The Supreme Court first met on February 1, 1790, at the Merchants' Exchange Building in New York City, which then was the national capital. Philadelphia became the capital city later in 1790, and the Court followed Congress and the President there, meeting briefly in Independence Hall, and then from 1791 to 1800 at Old City Hall at 5th and Chestnut Streets. After Washington, D.C., became the capital in 1800, the Court occupied various spaces in the United States Capitol building until 1935, when it moved into its own purpose-built home at One First Street Northeast, Washington, DC. The four-story building was designed in a classical style sympathetic to the surrounding buildings of the Capitol complex and Library of Congress by architect Cass Gilbert, and is clad in marble quarried chiefly in Vermont. The building includes space for the Courtroom, Justices' chambers, an extensive law library, various meeting spaces, and auxiliary services such as workshop, stores, cafeteria and a gymnasium. The Supreme Court building is within the ambit of the Architect of the Capitol, but maintains its own police force, the Supreme Court Police, separate from the Capitol Police.
Section 2 of Article Three of the United States Constitution outlines the jurisdiction of the federal courts of the United States:
“ | The judicial Power shall extend to all Cases, in Law and Equity, arising under this Constitution, the Laws of the United States, and Treaties made, or which shall be made, under their Authority; to all Cases affecting Ambassadors, other public Ministers and Consuls; to all Cases of admiralty and maritime Jurisdiction; to Controversies to which the United States shall be a Party; to Controversies between two or more States; between a State and Citizens of another State; between Citizens of different States; between Citizens of the same State claiming Lands under Grants of different States, and between a State, or the Citizens thereof, and foreign States, Citizens or Subjects. | ” |
The jurisdiction of the federal courts was further limited by the Eleventh Amendment, which forbade the federal courts from hearing cases "commenced or prosecuted against [a State] by Citizens of another State, or by Citizens or Subjects of any Foreign State." However, states may waive this immunity, and Congress may abrogate the states' immunity in certain circumstances (see Sovereign immunity). In addition to constitutional constraints, Congress is authorized by Article III to regulate the court's appellate jurisdiction: for example, the federal courts may consider "Controversies ... between Citizens of different states only if the amount in controversy exceeds $75,000; otherwise, the case may only be brought in state courts.

* **DATA EXCERPTS**

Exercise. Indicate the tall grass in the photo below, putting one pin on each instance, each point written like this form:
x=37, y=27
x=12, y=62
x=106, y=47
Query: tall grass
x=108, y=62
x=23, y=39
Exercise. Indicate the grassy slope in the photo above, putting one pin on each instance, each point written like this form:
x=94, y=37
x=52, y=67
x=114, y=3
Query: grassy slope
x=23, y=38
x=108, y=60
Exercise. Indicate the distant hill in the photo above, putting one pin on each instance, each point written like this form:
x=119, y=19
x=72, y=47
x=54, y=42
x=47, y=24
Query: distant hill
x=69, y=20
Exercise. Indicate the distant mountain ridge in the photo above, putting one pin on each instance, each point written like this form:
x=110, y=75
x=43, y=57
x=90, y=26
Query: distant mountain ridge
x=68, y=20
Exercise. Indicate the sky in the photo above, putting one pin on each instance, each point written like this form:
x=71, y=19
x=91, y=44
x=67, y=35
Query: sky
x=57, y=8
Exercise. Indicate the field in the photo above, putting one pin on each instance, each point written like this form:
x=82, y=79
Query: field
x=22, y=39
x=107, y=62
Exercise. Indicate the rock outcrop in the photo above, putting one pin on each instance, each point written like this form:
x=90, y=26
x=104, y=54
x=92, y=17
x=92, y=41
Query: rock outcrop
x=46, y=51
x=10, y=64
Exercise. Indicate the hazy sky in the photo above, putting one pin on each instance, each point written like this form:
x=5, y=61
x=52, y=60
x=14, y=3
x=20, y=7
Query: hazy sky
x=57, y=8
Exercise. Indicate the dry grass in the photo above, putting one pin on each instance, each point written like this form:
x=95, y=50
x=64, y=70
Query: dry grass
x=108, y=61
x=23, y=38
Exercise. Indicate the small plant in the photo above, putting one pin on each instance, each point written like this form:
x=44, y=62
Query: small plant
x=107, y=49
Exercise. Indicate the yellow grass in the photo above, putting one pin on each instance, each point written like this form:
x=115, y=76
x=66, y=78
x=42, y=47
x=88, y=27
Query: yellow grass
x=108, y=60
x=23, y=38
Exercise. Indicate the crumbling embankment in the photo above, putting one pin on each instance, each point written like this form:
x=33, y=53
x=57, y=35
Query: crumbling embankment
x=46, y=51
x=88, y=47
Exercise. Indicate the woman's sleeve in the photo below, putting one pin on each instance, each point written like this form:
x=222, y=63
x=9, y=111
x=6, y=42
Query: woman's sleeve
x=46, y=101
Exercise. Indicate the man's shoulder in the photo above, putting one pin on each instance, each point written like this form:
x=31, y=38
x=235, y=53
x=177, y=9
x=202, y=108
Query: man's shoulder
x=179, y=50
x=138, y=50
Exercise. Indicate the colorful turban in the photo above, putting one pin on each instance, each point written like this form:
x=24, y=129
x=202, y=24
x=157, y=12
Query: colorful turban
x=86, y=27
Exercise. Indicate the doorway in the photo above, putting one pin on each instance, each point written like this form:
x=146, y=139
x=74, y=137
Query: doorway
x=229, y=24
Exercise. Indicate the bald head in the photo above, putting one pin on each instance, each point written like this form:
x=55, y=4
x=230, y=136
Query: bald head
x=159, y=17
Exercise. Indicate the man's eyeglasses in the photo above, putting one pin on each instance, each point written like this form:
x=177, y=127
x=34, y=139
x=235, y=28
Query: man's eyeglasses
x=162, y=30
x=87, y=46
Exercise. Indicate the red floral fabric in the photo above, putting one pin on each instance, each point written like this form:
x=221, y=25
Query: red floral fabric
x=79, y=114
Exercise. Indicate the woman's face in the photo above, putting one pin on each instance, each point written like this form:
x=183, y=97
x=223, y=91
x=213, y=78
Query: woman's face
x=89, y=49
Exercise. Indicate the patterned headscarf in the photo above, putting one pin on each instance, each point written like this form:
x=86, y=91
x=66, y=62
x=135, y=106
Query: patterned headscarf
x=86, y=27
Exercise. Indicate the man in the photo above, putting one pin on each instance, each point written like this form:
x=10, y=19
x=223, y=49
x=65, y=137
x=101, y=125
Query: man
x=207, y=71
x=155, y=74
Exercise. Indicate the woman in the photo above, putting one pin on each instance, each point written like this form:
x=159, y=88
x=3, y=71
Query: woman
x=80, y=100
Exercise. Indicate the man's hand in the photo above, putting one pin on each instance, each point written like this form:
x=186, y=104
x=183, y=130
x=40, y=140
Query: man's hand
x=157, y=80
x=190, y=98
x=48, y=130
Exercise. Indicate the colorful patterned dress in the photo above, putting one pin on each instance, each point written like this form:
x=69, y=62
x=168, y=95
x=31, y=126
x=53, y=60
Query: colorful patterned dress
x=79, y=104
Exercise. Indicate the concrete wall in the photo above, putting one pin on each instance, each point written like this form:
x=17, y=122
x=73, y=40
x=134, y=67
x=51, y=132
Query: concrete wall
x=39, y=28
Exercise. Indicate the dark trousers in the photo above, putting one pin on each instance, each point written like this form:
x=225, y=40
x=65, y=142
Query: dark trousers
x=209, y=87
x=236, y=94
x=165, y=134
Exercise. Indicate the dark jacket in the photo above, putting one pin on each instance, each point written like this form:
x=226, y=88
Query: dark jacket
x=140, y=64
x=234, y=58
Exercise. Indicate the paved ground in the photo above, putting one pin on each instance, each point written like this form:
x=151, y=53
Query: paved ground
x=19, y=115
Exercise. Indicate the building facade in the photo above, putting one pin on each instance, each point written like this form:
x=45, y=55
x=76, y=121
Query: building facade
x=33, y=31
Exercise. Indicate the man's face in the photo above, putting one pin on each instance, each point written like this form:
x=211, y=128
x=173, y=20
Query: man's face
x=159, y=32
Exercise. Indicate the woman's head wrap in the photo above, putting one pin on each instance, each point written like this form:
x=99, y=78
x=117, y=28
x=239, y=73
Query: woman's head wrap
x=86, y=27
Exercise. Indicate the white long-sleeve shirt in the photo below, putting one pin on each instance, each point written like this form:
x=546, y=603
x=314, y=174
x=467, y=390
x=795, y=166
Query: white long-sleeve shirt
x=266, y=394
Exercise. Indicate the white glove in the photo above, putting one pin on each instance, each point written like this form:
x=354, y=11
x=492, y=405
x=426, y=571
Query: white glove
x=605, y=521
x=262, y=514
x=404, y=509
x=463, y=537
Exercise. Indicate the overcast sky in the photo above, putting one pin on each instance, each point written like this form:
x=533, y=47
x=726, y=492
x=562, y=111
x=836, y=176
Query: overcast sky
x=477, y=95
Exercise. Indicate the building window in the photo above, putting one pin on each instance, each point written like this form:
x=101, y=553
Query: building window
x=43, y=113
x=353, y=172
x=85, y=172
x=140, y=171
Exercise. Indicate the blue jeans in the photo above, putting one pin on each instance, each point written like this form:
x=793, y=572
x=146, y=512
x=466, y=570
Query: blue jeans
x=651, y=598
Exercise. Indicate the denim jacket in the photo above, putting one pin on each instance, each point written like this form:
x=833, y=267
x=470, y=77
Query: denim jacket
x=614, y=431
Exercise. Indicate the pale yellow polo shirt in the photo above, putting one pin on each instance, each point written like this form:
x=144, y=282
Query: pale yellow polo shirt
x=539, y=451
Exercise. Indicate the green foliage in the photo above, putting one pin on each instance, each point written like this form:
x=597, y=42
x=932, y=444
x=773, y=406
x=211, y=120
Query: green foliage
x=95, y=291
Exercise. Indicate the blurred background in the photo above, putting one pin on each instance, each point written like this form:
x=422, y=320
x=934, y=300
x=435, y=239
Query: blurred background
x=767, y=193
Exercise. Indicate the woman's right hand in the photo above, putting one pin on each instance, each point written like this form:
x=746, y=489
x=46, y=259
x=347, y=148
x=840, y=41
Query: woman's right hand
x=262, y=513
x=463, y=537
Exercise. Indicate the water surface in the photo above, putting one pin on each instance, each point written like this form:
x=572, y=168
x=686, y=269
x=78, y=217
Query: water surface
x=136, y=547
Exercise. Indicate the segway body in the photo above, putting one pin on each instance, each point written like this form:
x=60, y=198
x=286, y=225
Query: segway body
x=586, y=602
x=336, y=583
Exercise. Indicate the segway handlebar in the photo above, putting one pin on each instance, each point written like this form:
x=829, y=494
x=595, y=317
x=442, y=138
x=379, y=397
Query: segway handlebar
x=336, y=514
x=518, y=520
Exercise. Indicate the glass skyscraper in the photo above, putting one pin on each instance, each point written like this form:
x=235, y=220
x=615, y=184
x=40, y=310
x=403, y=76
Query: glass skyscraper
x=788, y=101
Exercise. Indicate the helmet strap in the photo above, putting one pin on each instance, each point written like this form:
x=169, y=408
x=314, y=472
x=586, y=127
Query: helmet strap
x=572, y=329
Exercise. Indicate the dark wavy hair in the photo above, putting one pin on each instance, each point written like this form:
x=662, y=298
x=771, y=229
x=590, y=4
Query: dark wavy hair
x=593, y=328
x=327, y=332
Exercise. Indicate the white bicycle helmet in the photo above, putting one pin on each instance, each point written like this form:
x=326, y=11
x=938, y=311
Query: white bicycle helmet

* **PROBLEM TO WORK ON**
In the Supreme Court text, where was most of the marble that clads the Court's building quarried?

* **RESPONSE FOR THIS EXERCISE**
Chiefly in Vermont.